• 任務要求
請重寫這段談《Last Order》與《New Order》歌詞的文字，從“趕腳這個問題本身是有邏輯問題”開始，一直寫到“的修辭手法用得好?還是……?”。寫時將其中的“酒保”換成“調酒師”。

• 節選原文
----

不說作詞如何 Last order 中的那句一晚上就失戀兩次Eason的那一句發笑 和New order的高潮前那一聲咳嗽和結束時的嘆息

我覺得比詞還好

哎……好性感好迷yin啊……


趕腳這個問題本身是有邏輯問題的誒。如果只是因為曲子相同拿來作為比較兩位詞人的作詞能力的高低,這並不是公平不公平的問題,而是這根本不能作為比較的邏輯起點。理由有以下三點:
1、兩首歌出來的時間不同,我們都知道先有Last,再有New;
2、兩首歌是從不同的角度說談論同一個東西,New的歌詞也是建立在last的歌詞中的故事基礎上的。其實,Last與New兩首歌,是從兩個角度來談一件東西,就是「失戀」。Wyman寫「一晚上就失戀兩次」的酒客內心的無奈與痛苦,夕爺寫的是聽了太多酒客抱怨失戀的酒保,直想開家花店販賣幸福。(P.S 可以聽完《New Order》再去聽《信心花舍》)
3、詞人作詞能力的孰優孰劣問題,缺少一個衡量的標準。而且這種比較也是建立在同一個題目上。比較詞人誰角度新穎?比誰的金句多?比誰的修辭手法用得好?還是……?


這兩首歌前後呼應,真是神作。

我覺得,兩首歌是缺一不可的,不好比較優劣。《Last Order》一兩百字之內講清楚這麼一個生動的故事,本來已經妙到毫巔了,但如果沒有《New Order》,這個故事未免灰暗了一些。《New Order》在《Last Order》的基礎上,講了一個光明的故事,但如果沒有《Last Order》的鋪墊,單獨聽《New Order》,有點覺得這個酒保無來由說這麼一大堆幹啥。

----

• 所給條目
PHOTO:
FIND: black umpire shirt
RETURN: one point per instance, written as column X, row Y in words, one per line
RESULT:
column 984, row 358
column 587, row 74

----

• 最終答案
趕腳這個問題本身是有邏輯問題的誒。如果只是因為曲子相同拿來作為比較兩位詞人的作詞能力的高低,這並不是公平不公平的問題,而是這根本不能作為比較的邏輯起點。理由有以下三點:
1、兩首歌出來的時間不同,我們都知道先有Last,再有New;
2、兩首歌是從不同的角度說談論同一個東西,New的歌詞也是建立在last的歌詞中的故事基礎上的。其實,Last與New兩首歌,是從兩個角度來談一件東西,就是「失戀」。Wyman寫「一晚上就失戀兩次」的酒客內心的無奈與痛苦,夕爺寫的是聽了太多酒客抱怨失戀的調酒師,直想開家花店販賣幸福。(P.S 可以聽完《New Order》再去聽《信心花舍》)
3、詞人作詞能力的孰優孰劣問題,缺少一個衡量的標準。而且這種比較也是建立在同一個題目上。比較詞人誰角度新穎?比誰的金句多?比誰的修辭手法用得好?還是……?